== RECORDED DATA ==
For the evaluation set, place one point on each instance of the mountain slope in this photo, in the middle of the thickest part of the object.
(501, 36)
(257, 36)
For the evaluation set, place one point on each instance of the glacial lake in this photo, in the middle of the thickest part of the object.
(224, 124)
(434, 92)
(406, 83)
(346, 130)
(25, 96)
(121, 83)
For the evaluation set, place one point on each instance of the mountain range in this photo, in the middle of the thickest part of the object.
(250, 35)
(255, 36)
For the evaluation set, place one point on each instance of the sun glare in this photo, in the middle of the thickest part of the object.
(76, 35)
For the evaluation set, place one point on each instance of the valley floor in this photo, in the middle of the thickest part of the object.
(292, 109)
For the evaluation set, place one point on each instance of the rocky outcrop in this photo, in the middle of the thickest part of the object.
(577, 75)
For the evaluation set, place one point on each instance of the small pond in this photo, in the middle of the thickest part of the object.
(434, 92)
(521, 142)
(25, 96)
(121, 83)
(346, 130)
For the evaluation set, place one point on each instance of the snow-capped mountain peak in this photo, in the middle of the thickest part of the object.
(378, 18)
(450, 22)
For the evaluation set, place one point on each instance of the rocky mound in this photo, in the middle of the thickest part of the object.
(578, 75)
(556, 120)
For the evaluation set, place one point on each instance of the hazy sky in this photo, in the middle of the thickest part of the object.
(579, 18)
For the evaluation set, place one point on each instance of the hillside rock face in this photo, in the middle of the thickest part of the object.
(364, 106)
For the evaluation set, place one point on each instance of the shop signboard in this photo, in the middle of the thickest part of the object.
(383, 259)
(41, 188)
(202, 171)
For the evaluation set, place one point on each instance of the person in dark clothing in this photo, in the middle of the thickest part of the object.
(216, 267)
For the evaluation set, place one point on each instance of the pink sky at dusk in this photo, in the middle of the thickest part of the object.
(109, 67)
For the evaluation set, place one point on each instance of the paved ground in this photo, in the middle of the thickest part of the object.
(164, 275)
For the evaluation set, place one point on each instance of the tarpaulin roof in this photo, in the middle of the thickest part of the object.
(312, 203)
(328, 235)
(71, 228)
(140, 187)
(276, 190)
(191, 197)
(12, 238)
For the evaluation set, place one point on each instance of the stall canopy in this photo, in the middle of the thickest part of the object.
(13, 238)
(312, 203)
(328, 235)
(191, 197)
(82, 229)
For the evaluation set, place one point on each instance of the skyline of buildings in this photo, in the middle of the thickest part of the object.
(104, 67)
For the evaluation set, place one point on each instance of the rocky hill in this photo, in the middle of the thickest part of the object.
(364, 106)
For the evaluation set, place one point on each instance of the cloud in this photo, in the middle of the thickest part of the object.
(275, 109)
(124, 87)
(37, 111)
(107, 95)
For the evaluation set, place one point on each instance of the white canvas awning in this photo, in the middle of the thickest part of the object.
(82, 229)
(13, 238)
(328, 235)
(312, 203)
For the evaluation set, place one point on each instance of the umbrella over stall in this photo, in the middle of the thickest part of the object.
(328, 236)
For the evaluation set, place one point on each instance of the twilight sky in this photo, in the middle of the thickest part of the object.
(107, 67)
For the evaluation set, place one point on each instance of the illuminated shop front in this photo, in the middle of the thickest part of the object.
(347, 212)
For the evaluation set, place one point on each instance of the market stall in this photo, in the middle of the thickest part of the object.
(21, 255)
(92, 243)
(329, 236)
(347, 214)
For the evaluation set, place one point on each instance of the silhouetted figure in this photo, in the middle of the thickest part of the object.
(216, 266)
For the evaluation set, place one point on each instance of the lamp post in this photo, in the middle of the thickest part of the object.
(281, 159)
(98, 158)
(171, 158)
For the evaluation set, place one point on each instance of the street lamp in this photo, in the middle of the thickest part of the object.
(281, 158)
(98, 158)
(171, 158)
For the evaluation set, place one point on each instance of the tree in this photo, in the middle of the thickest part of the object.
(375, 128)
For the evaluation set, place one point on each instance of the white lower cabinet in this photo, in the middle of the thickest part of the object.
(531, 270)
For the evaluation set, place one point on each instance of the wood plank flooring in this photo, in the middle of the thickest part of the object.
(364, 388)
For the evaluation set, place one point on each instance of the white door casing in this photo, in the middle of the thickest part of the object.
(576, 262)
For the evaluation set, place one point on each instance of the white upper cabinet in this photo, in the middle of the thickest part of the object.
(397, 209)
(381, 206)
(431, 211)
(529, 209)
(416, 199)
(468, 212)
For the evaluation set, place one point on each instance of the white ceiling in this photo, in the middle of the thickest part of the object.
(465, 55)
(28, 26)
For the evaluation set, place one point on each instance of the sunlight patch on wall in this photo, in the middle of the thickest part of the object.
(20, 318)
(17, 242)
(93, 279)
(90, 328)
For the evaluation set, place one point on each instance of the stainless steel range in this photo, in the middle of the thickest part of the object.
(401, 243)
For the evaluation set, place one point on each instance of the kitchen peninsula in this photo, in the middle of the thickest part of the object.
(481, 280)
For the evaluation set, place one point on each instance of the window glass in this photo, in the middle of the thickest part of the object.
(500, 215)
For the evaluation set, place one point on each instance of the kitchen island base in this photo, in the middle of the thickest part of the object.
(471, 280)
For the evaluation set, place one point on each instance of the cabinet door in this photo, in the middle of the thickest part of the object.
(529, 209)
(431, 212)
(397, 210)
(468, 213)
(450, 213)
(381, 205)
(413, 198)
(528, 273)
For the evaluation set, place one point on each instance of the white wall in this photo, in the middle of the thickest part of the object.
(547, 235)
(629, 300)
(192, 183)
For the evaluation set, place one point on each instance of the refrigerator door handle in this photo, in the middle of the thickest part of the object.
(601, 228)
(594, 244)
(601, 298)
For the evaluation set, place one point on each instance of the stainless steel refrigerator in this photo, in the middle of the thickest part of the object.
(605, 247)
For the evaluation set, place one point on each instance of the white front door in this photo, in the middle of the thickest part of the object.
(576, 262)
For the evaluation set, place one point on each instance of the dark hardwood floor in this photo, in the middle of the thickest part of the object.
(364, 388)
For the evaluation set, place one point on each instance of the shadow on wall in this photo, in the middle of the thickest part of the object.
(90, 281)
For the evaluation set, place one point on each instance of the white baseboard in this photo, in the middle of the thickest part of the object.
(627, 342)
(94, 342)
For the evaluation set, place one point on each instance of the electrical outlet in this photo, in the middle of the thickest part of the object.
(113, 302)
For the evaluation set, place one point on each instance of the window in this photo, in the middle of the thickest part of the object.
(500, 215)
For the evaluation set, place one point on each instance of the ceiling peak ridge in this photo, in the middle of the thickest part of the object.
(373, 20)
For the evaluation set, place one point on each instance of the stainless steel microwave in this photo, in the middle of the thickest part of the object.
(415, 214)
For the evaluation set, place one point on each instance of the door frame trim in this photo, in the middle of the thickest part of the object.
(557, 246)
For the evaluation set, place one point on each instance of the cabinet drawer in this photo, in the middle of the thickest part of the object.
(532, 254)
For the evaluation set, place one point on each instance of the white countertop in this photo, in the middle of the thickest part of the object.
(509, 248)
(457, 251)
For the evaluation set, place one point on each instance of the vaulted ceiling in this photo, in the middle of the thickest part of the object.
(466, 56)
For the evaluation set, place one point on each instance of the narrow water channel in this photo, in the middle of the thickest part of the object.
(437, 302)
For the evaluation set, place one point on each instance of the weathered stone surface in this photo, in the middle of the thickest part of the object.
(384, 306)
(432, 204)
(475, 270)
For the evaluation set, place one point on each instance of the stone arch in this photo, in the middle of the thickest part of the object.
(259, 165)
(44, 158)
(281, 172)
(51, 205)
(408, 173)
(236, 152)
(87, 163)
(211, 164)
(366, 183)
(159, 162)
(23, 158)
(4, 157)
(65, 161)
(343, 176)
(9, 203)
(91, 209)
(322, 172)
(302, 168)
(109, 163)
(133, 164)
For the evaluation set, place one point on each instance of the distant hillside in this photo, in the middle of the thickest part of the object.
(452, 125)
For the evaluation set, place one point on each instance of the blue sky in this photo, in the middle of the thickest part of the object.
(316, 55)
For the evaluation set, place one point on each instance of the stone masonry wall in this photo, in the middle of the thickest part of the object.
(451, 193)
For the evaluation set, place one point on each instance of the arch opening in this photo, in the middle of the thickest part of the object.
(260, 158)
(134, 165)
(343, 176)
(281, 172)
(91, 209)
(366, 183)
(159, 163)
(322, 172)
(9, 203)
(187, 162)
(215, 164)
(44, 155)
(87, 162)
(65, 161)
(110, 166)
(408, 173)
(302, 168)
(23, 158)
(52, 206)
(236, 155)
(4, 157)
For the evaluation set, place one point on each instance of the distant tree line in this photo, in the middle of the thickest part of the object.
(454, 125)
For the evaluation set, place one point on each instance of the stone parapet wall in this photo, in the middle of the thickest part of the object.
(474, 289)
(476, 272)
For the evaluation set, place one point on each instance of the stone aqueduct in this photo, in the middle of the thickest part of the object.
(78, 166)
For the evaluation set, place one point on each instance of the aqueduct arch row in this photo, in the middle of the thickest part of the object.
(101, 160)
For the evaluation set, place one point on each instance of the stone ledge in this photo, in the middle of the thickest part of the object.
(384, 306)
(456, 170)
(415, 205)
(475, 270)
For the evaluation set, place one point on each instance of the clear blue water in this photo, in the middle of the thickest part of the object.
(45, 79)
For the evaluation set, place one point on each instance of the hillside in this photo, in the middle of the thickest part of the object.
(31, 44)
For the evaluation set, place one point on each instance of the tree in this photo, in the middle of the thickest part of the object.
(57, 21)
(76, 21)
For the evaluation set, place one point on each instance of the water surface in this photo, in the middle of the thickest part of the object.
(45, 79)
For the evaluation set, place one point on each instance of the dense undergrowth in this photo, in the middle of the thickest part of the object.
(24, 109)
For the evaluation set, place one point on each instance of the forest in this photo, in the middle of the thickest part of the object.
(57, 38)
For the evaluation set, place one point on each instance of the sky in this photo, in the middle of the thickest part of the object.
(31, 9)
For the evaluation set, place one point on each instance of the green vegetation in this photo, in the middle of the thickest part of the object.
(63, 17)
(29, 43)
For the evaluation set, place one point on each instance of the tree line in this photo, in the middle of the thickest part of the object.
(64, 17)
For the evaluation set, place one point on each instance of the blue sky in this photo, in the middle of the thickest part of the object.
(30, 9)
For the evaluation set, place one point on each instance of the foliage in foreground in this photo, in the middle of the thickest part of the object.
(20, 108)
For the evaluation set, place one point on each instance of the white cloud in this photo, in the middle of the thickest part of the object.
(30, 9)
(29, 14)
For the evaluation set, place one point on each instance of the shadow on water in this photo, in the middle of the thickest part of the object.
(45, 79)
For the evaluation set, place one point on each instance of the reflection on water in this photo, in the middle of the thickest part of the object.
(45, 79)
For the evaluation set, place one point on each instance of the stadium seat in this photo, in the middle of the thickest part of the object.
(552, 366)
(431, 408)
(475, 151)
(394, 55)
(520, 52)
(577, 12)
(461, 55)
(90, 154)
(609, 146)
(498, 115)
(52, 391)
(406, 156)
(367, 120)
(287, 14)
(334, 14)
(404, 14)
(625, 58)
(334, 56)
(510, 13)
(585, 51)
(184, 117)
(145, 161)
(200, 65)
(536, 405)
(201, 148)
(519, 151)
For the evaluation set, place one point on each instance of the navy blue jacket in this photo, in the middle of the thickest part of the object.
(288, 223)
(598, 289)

== REQUIREMENTS ==
Exactly reproduce the lines from the one containing "of the dense" through the end of the records, and only those lines.

== TASK SOLUTION ==
For the evaluation set, place one point on each instance of the dense undergrowth in this photo, in the middle of the thickest part of the object.
(24, 109)
For the evaluation set, place one point on each instance of the forest in this photo, in the middle of the thickest part of the object.
(57, 38)
For the evaluation set, place one point on each instance of the sky in this photo, in the middle of the thickest part of the object.
(31, 9)
For the evaluation set, place one point on each instance of the green vegetation in this photo, in the middle of the thickest part of the object.
(63, 17)
(29, 43)
For the evaluation set, place one point on each instance of the tree line in this photo, in the middle of the thickest part of the object.
(64, 17)
For the evaluation set, place one point on each instance of the blue sky in this photo, in the middle of the thickest part of the object.
(30, 9)
For the evaluation set, place one point on each instance of the foliage in foreground in this photo, in the middle of the thickest part of the object.
(20, 108)
For the evaluation set, place one point on each instance of the white cloud in this photo, in the middle of the thickest part of the object.
(30, 9)
(29, 14)
For the evaluation set, place one point on each instance of the shadow on water in this photo, in the middle of the thickest part of the object.
(45, 79)
For the evaluation set, place one point on each instance of the reflection on water in this photo, in the middle of the thickest part of the object.
(45, 79)
For the evaluation set, place one point on each instance of the stadium seat in this photo, in the middle of the thickest part of the object.
(552, 366)
(431, 408)
(475, 151)
(394, 55)
(520, 52)
(577, 12)
(461, 55)
(90, 154)
(609, 146)
(498, 115)
(52, 391)
(406, 156)
(367, 120)
(287, 14)
(334, 14)
(404, 14)
(625, 58)
(334, 56)
(510, 13)
(585, 51)
(184, 117)
(145, 161)
(200, 65)
(536, 405)
(201, 148)
(519, 151)
For the evaluation set, place one point on each instance of the navy blue jacket in this photo, in the middle of the thickest part of the object.
(288, 223)
(598, 289)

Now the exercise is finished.